§ **Set problem**
According to the text on Aruban cuisine, where and when was the Aruba Ariba cocktail invented?

Text block start

The Basics of Aruban Cuisine
Aruba’s culinary offerings present a history lesson, highlighting the cultural influences of Holland, South America, and the rest of the Caribbean. Many of the following foods and drinks are enjoyed on special occasions, while others are imbibed much more frequently. Island guests are encouraged to partake in these typical Aruban treats for a genuine local experience.
Coecoei & Ponche Crema Liquors
According to an ancient Venezuelan Indian recipe, Playa Liquor & Bottling Company combines the sap of agave leaves, rum, and cane sugar to produce a dark-red liquor called coecoei, used to spike a variety of tropical cocktails, most notably the Aruba Ariba. The Aruba Ariba is the island’s famous tropical cocktail invented at the Aruba Caribbean Hotel’s Bali Bar in the early 1960s.
Aruba also produces its own signature version of ponche crema by combining egg yolks, cream, rum, and a variety of spices. This rich and smooth eggnog-like beverage is especially popular during the Christmas holiday.
“Balashi Cocktail” is the name affectionately given by locals to their delicious drinking water. One sip will verify the worldwide acclaim the beverage has earned for its quality and taste. Its name refers to Aruba’s Balashi region, where a state-of-the-art desalination plant desalts, purifies, and filters Caribbean seawater. The superior result flows directly from the tap and is also bottled by the Tropical Bottling Company as “AWA.”

Text block end
Data section start

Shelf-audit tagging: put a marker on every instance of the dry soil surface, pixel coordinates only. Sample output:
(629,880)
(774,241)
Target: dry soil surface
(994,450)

Data section end

§ **Task output**
At the Aruba Caribbean Hotel's Bali Bar in the early 1960s.